TASK DESCRIPTION = Exact repetition of the data below is required.

DATA SHOWN =
☆ ☆ ☆ ☆ ☆
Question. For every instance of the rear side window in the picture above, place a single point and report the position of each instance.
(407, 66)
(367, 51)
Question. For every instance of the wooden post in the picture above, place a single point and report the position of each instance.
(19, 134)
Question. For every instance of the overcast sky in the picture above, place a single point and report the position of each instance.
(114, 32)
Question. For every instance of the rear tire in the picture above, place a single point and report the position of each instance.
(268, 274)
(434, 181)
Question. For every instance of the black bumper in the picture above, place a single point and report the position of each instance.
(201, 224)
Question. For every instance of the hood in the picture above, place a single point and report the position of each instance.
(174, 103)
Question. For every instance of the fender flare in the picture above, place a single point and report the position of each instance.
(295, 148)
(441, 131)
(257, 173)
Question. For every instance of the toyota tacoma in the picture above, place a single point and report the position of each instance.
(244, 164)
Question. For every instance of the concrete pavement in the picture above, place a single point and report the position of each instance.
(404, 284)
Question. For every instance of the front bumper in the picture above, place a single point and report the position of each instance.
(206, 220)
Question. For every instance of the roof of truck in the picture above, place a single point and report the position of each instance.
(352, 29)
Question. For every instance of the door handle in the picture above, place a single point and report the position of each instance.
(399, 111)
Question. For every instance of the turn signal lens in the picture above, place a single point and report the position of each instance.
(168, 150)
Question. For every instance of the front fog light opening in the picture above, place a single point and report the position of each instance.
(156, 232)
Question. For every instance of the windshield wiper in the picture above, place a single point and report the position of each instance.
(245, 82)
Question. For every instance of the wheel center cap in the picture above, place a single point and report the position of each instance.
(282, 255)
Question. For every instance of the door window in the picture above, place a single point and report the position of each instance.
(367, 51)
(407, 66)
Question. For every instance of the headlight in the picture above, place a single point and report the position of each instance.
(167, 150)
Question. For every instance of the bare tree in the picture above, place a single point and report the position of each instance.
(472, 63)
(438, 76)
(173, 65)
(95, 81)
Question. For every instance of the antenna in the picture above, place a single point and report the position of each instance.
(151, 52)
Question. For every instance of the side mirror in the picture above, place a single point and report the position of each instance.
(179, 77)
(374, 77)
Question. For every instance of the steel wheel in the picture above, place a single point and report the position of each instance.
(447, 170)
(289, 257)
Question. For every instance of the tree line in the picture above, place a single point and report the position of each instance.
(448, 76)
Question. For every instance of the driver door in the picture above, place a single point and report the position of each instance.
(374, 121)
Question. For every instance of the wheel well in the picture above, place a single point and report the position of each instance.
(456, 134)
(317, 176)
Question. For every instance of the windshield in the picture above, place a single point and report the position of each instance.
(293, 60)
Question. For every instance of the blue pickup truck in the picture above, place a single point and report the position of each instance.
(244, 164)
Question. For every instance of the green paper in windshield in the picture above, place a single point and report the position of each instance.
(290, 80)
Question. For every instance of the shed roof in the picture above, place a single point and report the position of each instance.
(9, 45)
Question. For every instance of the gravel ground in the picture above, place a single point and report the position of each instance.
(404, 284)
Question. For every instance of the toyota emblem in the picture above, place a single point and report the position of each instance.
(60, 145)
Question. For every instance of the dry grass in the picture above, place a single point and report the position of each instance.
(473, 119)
☆ ☆ ☆ ☆ ☆
OUTPUT =
Question. For every instance of the rear side window in the picture above, place a single point and report the position of each instance.
(407, 66)
(367, 51)
Question. For every instance of the wooden post in the picture above, place a single point and report the position of each instance.
(19, 134)
Question. For every instance of the overcast sky in the picture above, place a single point and report the position of each instance.
(114, 32)
Question. For every instance of the rear tire in the picture above, place a single point and report the position of each instance.
(268, 274)
(434, 181)
Question. For every instance of the black bumper in the picture above, place a single point and report the position of each instance.
(201, 224)
Question. For every instance of the hood in the picture above, place a single point and report the position of each instance.
(174, 103)
Question. For every instance of the fender flare in the picture above, place a single point and report the position of each instance.
(295, 148)
(441, 131)
(257, 173)
Question. For every instance of the toyota tacoma in the picture above, place a single point and report the position of each instance.
(244, 164)
Question. For every instance of the concrete pavement in the picture above, place a single point and report the position of each instance.
(404, 284)
Question. For every instance of the front bumper in the picture above, place a single point and report the position of each instance.
(206, 220)
Question. For every instance of the roof of truck in the picture above, place a single point and report the position of each instance.
(352, 29)
Question. For every instance of the door handle in the picture above, place a single point and report the position of each instance.
(399, 111)
Question. For every instance of the turn signal lens in the picture above, place a single point and report the position of each instance.
(168, 150)
Question. For every instance of the front fog light opening in the picture above, place a single point and report the position of each instance.
(156, 232)
Question. For every instance of the windshield wiper in the picture above, place a single point and report the position of each instance.
(245, 82)
Question. For every instance of the wheel center cap in the picture above, place a single point and report the position of each instance.
(282, 255)
Question. For every instance of the door window in the picture above, place a single point and report the position of each instance.
(367, 51)
(407, 66)
Question. For every instance of the headlight in the picture above, place a single point and report the position of each instance.
(167, 150)
Question. For every instance of the bare tree in the picture above, place a single point and report the position of each instance.
(472, 63)
(438, 76)
(173, 65)
(95, 81)
Question. For every instance of the antenna in the picture above, place a single point and report the position of each instance.
(151, 52)
Question. For every instance of the side mirror in the picture above, place a single point and report the position of each instance.
(179, 77)
(374, 77)
Question. For every instance of the steel wheel in the picture above, place a single point and report the position of each instance.
(447, 170)
(289, 257)
Question. For every instance of the tree line in the picture above, place a single point and report the position of each instance.
(448, 76)
Question. For every instance of the driver door in the picture above, place a single point and report the position of each instance.
(374, 121)
Question. For every instance of the wheel well in the picture above, place a single point and report the position of each instance.
(456, 134)
(317, 176)
Question. For every instance of the windshield in the picture above, place a single point and report the position of each instance.
(293, 60)
Question. For every instance of the blue pickup truck in the picture above, place a single point and report the position of each instance.
(244, 164)
Question. For every instance of the green paper in windshield in the picture above, place a single point and report the position of each instance.
(290, 80)
Question. For every instance of the shed roof in the picture above, place a single point and report the position of each instance.
(9, 45)
Question. For every instance of the gravel ground in the picture above, place a single point and report the position of each instance.
(404, 284)
Question. For every instance of the toyota emblem in the picture above, place a single point and report the position of each instance.
(60, 145)
Question. For every instance of the dry grass in the picture above, place a single point and report the position of each instance.
(473, 119)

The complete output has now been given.